-- SELECTION --
In [1]:
import pandas as pd
import numpy as np
from sklearn import svm
from sklearn.model_selection import ShuffleSplit
from sklearn.model_selection import GridSearchCV
from sklearn.model_selection import RandomizedSearchCV
from sklearn.metrics import accuracy_score
import matplotlib.pyplot as plt
import seaborn as sns
import warnings
warnings.filterwarnings('ignore')


In [2]:
data=pd.read_csv('final.csv')


In [3]:
data.shape

(454482, 17)

In [4]:
#label encoding the parameters
from sklearn.preprocessing import LabelEncoder
number = LabelEncoder()
data['Passwords'] = number.fit_transform(data['Passwords'].astype('str'))

In [5]:
# Dropping the unnecessary columns
X=data.drop(['Password_Source','Password_Strength','Unnamed: 0'],axis=1)
Y=data.Password_Source

### OverSampling

In [6]:
from imblearn.over_sampling import SMOTE
X, Y = SMOTE().fit_sample(X, Y)



In [7]:
#splitting into traing and testing sets
from sklearn.model_selection import train_test_split

xtrain, xtest, ytrain, ytest = train_test_split(X, Y, test_size=0.3)

### Randomised Search for SVM hyper paramenters

In [8]:
C = [.0001, .001, .01]
gamma = [.0001, .001, .01, .1, 1, 10, 100]
degree = [1, 2, 3, 4, 5]
kernel = ['linear', 'rbf', 'poly']
probability = [True]
random_grid = {'C': C,
              'kernel': kernel,
              'gamma': gamma,
              'degree': degree,
              'probability': probability
             }

print(random_grid)



{'C': [0.0001, 0.001, 0.01], 'kernel': ['linear', 'rbf', 'poly'], 'gamma': [0.0001, 0.001, 0.01, 0.1, 1, 10, 100], 'degree': [1, 2, 3, 4, 5], 'probability': [True]}


In [None]:
svc = svm.SVC(random_state=8,cache_size=7000)
random_search_values = RandomizedSearchCV(estimator=svc,
                                   param_distributions=random_grid,
                                   n_iter=10,
                                   scoring='accuracy',
                                   cv=3, 
                                   verbose=1, 
                                   random_state=8)

random_search_values.fit(xtrain, ytrain)



Fitting 3 folds for each of 10 candidates, totalling 30 fits


[Parallel(n_jobs=1)]: Using backend SequentialBackend with 1 concurrent workers.


In [None]:
print("The best hyperparameters for SVM from Randomised search are:")
print(random_search_values.best_params_)
print("")
print("The mean accuracy of a model with the hyperparameters obtained from randomised search is:")
print(random_search_values.best_score_)

### Grid serach for SVM hyperparameters

In [None]:
# Create the parameter grid based on the results of random search 
C = [.0001, .001, .01, .1]
degree = [3, 4, 5]
gamma = [1, 10, 100]
probability = [True]

param_grid = [
  {'C': C, 'kernel':['linear'], 'probability':probability},
  {'C': C, 'kernel':['poly'], 'degree':degree, 'probability':probability},
  {'C': C, 'kernel':['rbf'], 'gamma':gamma, 'probability':probability}
]

svc = svm.SVC(random_state=8)

-- SUPPLIED RECORDS --

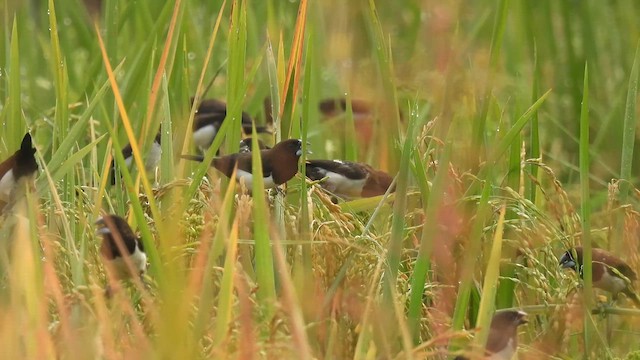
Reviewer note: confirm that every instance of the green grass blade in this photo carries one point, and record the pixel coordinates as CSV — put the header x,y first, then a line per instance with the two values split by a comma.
x,y
261,222
479,125
628,143
489,287
585,214
422,265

-- GOAL 1 --
In the notebook, what test size is passed to train_test_split?
-- GOAL 2 --
Can you render the rows above as a JSON list of strings, one string per line, with blank lines and the pictures left out?

-- WRITTEN SOLUTION 1 --
0.3

-- WRITTEN SOLUTION 2 --
[
  "Reviewer note: confirm that every instance of the green grass blade in this photo carries one point, and record the pixel coordinates as CSV — put the header x,y first, then a line per instance with the two values split by a comma.",
  "x,y",
  "261,222",
  "479,125",
  "628,143",
  "489,287",
  "585,214",
  "422,265"
]